[Opening RECORDS FOR THE EXERCISE section]

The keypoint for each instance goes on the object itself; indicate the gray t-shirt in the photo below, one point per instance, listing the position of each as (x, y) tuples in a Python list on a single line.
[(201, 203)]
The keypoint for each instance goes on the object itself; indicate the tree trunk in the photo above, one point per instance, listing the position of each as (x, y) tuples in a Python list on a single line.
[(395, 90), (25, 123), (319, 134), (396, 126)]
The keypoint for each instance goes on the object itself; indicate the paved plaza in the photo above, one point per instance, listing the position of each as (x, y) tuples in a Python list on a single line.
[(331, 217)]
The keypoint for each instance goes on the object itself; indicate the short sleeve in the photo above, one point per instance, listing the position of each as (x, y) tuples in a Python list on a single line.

[Closing RECORDS FOR THE EXERCISE section]

EXERCISE OBJECTIVE —
Repeat the records above with every character intact.

EXERCISE RESPONSE —
The keypoint for each instance goes on the object itself; indicate the gray t-shirt in the photo below, one point per instance, listing the position of each as (x, y) tuples in a Python list on a single line.
[(201, 203)]
The keypoint for each instance goes on the object itself; indicate the tree trunk in the photo above, one point per instance, listing the position of each as (x, y) tuples in a Python list on a single line.
[(395, 90), (25, 123), (319, 134), (396, 126)]
The keypoint for each instance goes on the object itself; indicate the paved plaza in the photo above, one point per instance, listing the position of each as (x, y) tuples in a Python list on a single line.
[(331, 217)]
The keypoint for each instance goes on the object itself; indicate the short sleeve in the photo above, one point per instance, listing the position of each as (x, y) tuples in a Python list on a single line.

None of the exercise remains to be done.